Pull out every line in the items that contains the string "clicks", and list those lines in their original order.

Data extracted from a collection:
__________
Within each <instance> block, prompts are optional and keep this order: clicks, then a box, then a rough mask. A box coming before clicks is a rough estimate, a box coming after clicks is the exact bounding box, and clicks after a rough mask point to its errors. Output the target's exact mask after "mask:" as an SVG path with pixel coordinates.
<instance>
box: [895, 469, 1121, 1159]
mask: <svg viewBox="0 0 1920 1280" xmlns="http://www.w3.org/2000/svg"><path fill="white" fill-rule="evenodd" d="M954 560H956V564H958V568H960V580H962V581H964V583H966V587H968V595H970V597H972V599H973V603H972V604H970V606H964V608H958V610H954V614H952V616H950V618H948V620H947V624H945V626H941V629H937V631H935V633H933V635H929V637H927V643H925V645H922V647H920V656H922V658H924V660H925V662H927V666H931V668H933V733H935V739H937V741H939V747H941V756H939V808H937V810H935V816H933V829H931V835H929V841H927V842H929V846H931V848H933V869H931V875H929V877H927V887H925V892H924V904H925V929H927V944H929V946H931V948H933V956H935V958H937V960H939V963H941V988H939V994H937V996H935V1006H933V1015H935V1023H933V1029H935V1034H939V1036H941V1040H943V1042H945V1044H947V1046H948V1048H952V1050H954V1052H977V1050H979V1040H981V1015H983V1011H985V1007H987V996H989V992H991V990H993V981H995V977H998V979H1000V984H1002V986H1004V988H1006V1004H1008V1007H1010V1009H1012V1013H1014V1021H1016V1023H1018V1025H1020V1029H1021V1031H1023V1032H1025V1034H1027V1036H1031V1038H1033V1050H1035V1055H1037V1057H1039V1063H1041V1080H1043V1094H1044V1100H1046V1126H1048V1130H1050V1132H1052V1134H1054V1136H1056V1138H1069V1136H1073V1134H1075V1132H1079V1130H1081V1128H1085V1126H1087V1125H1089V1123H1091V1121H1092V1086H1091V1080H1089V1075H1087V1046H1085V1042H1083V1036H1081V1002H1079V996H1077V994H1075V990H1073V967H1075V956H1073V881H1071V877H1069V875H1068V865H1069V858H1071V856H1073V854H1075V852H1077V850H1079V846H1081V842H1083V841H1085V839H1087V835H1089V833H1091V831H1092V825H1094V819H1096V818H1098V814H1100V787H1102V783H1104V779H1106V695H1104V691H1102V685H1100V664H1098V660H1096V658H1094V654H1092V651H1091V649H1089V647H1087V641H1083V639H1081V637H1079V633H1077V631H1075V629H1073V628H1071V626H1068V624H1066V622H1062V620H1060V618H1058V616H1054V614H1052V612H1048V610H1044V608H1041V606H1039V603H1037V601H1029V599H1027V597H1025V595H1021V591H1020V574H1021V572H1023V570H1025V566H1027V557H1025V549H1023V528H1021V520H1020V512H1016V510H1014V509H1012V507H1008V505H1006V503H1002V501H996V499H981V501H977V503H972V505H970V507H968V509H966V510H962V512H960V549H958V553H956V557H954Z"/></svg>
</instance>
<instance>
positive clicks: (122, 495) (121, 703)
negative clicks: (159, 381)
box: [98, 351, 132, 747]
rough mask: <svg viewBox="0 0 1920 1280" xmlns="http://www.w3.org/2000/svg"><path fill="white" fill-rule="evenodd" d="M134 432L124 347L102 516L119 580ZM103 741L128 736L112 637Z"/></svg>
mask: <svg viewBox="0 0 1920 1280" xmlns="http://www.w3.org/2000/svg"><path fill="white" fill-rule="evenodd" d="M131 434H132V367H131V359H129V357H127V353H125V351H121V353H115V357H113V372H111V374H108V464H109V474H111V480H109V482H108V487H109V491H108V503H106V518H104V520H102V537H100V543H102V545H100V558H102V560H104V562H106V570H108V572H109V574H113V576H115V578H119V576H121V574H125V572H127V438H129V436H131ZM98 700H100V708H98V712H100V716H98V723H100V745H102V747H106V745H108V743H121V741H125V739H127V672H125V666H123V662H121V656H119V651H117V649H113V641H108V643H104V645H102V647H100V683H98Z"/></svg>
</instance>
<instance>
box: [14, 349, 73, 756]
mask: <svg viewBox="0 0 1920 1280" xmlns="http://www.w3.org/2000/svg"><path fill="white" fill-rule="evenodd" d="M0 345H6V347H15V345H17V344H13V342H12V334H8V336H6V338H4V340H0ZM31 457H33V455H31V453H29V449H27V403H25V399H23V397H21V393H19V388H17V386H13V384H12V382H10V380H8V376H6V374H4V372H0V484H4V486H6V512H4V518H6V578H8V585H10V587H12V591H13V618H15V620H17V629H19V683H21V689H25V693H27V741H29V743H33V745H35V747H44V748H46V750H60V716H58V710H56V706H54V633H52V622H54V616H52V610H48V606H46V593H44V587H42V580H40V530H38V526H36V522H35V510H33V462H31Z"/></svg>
__________
● **YOUR RESPONSE**:
Within each <instance> block, prompts are optional and keep this order: clicks, then a box, then a rough mask. A box coming before clicks is a rough estimate, a box coming after clicks is the exact bounding box, and clicks after a rough mask point to its errors. Output the target's exact mask after "mask:" as an SVG path with pixel coordinates.
positive clicks: (122, 495) (121, 703)
negative clicks: (159, 381)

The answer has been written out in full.